The same holds true as a more general principle of sentencing under the 1994 decision in Scott, which held that a defendant's failure to object waives claims of error in the exercise of sentencing discretion and statement of reasons required by statute and rule ( Scott, supra, 9 Cal.4th at pp. 351-356). Scott clarified what claims may be beyond the waiver rule as unauthorized: "[A] sentence is generally `unauthorized' where it could not lawfully be imposed under any circumstance in the particular case. Appellate courts are willing to intervene in the first instance because such error is `clear and correctable' independent of any factual issues presented by the record at sentencing." ( Id. at p. 354.) That is not the case here, for a probation fee could have been lawfully imposed had an ability to pay appeared, a clearly fact-bound determination. "In essence, claims deemed waived on appeal involve sentences which, though otherwise permitted by law, were imposed in a procedurally or factually flawed manner" ( ibid.), which is exactly the claim here: the probation fees, otherwise permitted, were procedurally flawed (for absence of notice, a hearing or a finding) and factually flawed (for absence of evidence that the defendant had the ability to pay). The unauthorized-sentence exception does not apply. (Cf. People v. Middleton (1997) 52 Cal.App.4th 19, 37.)
Recently, our Supreme Court applied the waiver doctrine of Welch and Scott to hold that the People, no less than defendants, are barred from seeking correction of a sentence for the first time on appeal — notably, omissions of mandatory restitution fines (§§ 1202.4, 1202.45) — where they have failed to object at sentencing. ( People v. Tillman (2000) 22 Cal.4th 300, 302-303 ( Tillman).) This is consistent with prior precedent that a defendant seeking to set aside a plea for failure to advise him or her of restitution fine consequences waives any such claim on appeal unless he or she objected at or before sentencing and can show prejudice. ( People v. Walker (1991) 54 Cal.3d 1013, 1023.)
++++
Instruction 1:
Using the passage on sentencing waiver, answer each question below on its own line:
(a) In what year was the Scott decision issued?
(b) What kind of sentence does Scott describe as generally "unauthorized"?
(c) In Tillman, what are the People barred from doing when they failed to object at sentencing?
Instruction 2:
Quote the passage on sentencing waiver from "Recently, our Supreme" to "Cal.3d 1013, 1023.)".

Supplied records:
++++
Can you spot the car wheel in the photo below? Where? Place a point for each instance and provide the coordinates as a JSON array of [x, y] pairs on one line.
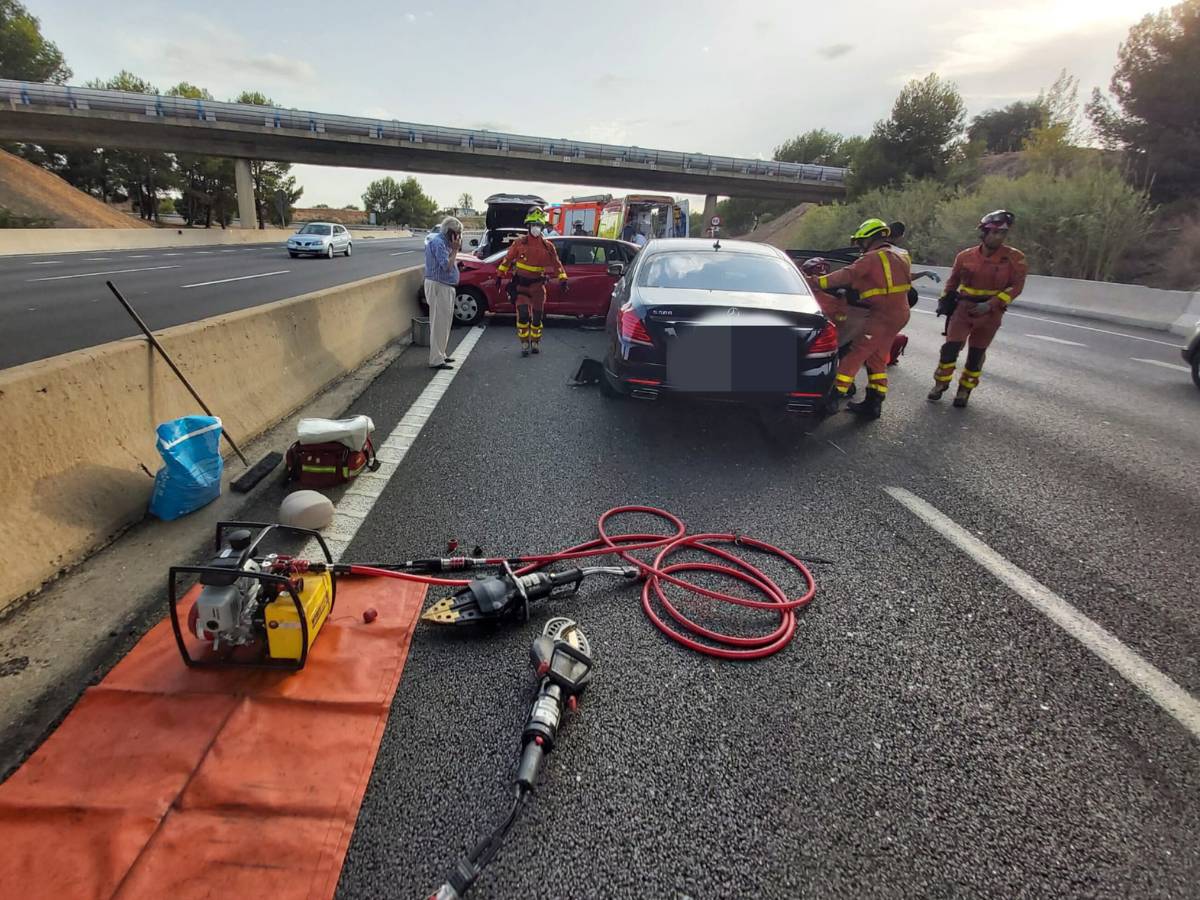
[[468, 307]]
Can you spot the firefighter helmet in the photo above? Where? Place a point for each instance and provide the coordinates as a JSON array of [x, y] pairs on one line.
[[870, 229], [996, 219]]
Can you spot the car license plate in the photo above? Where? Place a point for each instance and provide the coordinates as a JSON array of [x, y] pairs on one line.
[[747, 359]]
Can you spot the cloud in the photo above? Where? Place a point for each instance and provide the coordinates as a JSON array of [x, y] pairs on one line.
[[835, 49], [609, 81]]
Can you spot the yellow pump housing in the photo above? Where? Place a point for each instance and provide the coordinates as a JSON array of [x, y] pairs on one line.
[[283, 630]]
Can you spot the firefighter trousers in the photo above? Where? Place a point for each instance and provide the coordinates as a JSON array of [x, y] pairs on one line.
[[977, 333], [531, 305], [888, 315]]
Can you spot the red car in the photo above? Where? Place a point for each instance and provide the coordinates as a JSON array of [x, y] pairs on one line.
[[587, 262]]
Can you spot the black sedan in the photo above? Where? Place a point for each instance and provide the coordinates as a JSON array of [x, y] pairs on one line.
[[729, 319]]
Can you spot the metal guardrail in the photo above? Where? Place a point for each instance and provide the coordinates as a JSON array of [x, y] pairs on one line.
[[157, 106]]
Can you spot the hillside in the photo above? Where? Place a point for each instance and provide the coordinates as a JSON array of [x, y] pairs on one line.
[[779, 231], [31, 192]]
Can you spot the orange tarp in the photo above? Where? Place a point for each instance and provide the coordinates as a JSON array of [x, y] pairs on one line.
[[173, 783]]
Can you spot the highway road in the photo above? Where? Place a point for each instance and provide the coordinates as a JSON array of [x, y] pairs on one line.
[[55, 304], [994, 693], [947, 723]]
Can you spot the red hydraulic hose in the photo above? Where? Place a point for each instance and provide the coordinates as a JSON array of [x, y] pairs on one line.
[[689, 633]]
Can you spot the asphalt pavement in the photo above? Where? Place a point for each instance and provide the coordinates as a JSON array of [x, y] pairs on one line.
[[58, 303], [928, 732]]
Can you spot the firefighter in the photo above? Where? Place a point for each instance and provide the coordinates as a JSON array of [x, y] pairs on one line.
[[882, 279], [533, 259], [983, 282]]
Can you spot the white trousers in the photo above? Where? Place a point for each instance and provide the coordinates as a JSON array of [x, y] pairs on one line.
[[441, 300]]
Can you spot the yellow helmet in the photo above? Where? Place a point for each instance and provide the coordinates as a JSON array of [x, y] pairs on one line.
[[870, 229]]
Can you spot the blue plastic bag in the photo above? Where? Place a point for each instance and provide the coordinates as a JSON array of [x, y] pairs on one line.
[[191, 478]]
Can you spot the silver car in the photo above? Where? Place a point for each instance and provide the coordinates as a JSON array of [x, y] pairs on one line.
[[1192, 354], [321, 239]]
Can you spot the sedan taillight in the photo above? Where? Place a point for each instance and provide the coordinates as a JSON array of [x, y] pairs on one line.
[[633, 329], [826, 342]]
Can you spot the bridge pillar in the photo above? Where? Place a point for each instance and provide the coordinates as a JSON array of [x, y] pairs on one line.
[[245, 193]]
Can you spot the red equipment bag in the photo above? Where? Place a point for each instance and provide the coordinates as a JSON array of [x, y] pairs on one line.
[[327, 465], [331, 451]]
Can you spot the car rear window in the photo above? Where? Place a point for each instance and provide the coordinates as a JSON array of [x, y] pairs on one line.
[[720, 270]]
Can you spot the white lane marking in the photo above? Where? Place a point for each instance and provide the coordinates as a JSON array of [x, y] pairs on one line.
[[1056, 340], [240, 277], [1140, 673], [357, 503], [111, 271], [1090, 328], [1164, 365]]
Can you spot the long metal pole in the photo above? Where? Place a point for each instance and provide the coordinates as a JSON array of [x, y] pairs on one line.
[[154, 342]]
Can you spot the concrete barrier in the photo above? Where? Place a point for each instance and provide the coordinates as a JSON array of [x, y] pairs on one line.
[[1175, 311], [79, 439], [17, 241]]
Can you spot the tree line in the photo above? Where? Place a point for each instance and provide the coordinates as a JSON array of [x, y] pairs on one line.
[[1096, 184]]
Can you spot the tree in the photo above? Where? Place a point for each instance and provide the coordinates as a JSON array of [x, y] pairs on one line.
[[381, 197], [25, 55], [144, 175], [1006, 130], [403, 202], [817, 147], [205, 183], [918, 141], [1157, 94], [274, 187]]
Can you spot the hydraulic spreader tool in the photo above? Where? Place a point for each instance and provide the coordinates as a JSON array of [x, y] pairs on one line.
[[562, 660], [265, 609]]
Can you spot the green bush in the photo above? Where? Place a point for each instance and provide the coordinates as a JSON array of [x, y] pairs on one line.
[[1077, 226]]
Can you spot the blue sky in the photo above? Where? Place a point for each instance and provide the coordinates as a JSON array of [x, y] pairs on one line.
[[700, 76]]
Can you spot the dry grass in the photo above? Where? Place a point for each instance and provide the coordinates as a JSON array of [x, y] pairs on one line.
[[30, 191]]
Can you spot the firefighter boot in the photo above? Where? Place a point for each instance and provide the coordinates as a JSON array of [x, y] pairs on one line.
[[870, 406]]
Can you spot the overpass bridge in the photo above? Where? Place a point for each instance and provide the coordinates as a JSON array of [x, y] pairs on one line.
[[59, 114]]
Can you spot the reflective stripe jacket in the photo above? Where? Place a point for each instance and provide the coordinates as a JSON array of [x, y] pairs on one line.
[[978, 276], [879, 273], [533, 258]]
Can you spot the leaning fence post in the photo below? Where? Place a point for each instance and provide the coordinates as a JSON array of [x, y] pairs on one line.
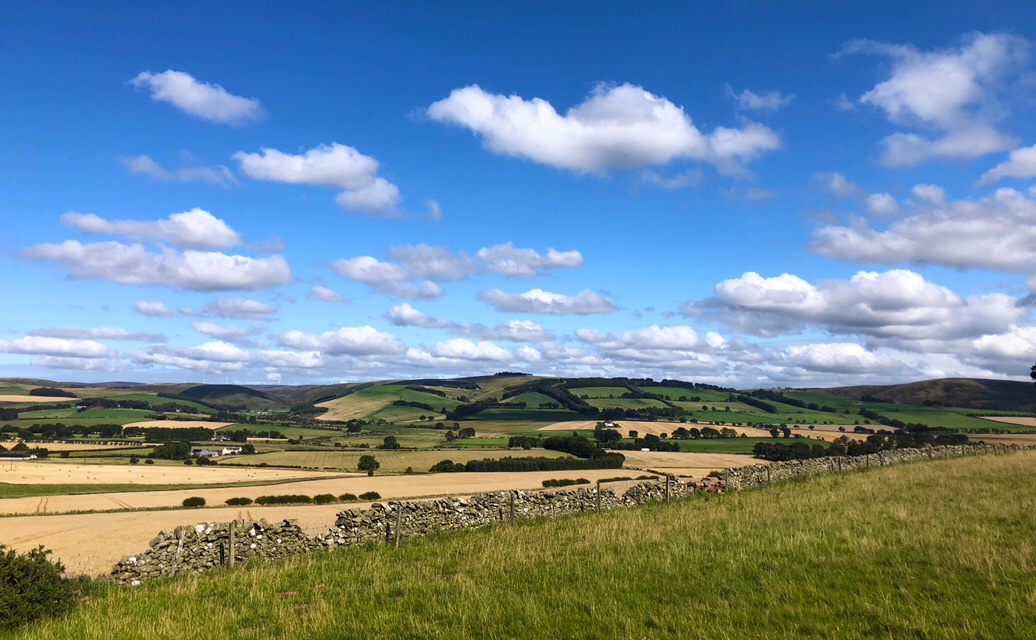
[[399, 523], [232, 527]]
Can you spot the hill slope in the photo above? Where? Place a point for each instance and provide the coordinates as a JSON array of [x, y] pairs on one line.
[[933, 550]]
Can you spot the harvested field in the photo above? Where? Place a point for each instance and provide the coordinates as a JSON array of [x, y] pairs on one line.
[[1012, 419], [34, 399], [177, 424], [1004, 438], [21, 472], [392, 461], [85, 543], [85, 446], [686, 464], [391, 487]]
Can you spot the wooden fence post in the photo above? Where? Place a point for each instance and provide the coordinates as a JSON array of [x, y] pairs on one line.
[[399, 523]]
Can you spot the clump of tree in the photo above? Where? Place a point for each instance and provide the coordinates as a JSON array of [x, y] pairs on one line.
[[32, 587], [368, 463], [49, 391]]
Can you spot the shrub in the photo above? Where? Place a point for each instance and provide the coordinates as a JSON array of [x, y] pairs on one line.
[[288, 499], [565, 482], [31, 587]]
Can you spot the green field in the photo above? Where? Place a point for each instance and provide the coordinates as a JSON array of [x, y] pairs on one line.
[[931, 550]]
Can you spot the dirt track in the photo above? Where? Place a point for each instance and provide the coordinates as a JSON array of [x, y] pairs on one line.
++++
Full output 1:
(a) 1994.
(b) A sentence that could not lawfully be imposed under any circumstance in the particular case.
(c) Seeking correction of a sentence for the first time on appeal.

Full output 2:
Recently, our Supreme Court applied the waiver doctrine of Welch and Scott to hold that the People, no less than defendants, are barred from seeking correction of a sentence for the first time on appeal — notably, omissions of mandatory restitution fines (§§ 1202.4, 1202.45) — where they have failed to object at sentencing. ( People v. Tillman (2000) 22 Cal.4th 300, 302-303 ( Tillman).) This is consistent with prior precedent that a defendant seeking to set aside a plea for failure to advise him or her of restitution fine consequences waives any such claim on appeal unless he or she objected at or before sentencing and can show prejudice. ( People v. Walker (1991) 54 Cal.3d 1013, 1023.)